▶ _Exercise goal_: Rewrite the stretch from the line containing "Label each instance of the tree trunk" through the line containing "column 472, row 83", putting "maple tree" wherever "oak tree" appears and leaving everything else unchanged.

▶ _Supplied material_:

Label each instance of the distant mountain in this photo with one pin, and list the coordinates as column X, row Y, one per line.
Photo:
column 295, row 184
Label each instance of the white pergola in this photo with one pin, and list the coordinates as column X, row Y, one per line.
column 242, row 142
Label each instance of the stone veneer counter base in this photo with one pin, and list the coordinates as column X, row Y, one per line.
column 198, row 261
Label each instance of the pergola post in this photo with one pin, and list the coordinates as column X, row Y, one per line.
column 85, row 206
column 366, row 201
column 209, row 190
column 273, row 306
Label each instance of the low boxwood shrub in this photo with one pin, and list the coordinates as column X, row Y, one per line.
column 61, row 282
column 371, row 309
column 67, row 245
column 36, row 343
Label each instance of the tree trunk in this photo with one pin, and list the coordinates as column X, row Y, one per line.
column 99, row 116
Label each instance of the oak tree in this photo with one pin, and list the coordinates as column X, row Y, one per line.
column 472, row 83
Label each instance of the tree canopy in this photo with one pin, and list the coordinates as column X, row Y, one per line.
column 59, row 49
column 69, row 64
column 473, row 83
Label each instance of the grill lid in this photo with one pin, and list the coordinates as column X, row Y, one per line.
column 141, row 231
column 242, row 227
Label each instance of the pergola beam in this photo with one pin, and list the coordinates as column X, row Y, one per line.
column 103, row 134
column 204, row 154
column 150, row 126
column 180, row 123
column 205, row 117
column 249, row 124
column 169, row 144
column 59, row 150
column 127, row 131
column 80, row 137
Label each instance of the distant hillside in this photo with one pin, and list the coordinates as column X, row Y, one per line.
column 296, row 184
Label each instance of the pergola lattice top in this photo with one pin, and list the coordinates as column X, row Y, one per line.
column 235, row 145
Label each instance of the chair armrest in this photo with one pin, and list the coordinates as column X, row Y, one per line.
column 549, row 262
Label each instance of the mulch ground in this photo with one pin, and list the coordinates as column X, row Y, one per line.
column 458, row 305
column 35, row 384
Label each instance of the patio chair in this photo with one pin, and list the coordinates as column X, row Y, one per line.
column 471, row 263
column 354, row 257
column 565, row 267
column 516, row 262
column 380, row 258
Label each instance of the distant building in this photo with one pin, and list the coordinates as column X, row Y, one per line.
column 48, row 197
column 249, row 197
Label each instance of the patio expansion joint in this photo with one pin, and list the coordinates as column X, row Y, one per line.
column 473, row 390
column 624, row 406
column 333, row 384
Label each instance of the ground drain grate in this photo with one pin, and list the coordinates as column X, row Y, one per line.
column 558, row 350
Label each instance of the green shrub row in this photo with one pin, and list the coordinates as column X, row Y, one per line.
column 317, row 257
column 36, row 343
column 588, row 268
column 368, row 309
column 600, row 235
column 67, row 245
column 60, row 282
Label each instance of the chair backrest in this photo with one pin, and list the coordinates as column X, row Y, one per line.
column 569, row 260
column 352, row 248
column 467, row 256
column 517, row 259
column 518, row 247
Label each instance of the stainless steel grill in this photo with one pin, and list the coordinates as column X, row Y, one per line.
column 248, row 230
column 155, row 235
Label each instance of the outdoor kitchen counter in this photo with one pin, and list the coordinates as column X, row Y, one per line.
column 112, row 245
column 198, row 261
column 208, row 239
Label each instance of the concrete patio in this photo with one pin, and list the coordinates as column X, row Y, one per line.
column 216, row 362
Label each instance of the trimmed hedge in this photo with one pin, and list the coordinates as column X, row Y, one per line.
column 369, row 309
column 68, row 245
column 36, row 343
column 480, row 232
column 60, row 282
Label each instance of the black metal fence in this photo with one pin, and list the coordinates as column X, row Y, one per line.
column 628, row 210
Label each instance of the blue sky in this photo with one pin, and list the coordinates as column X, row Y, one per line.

▶ _Result of this task_:
Label each instance of the tree trunk in this photo with one pin, and list the coordinates as column X, row Y, one per line.
column 99, row 116
Label each instance of the maple tree in this photo with one pin, and list the coordinates as column X, row Y, one per line.
column 472, row 83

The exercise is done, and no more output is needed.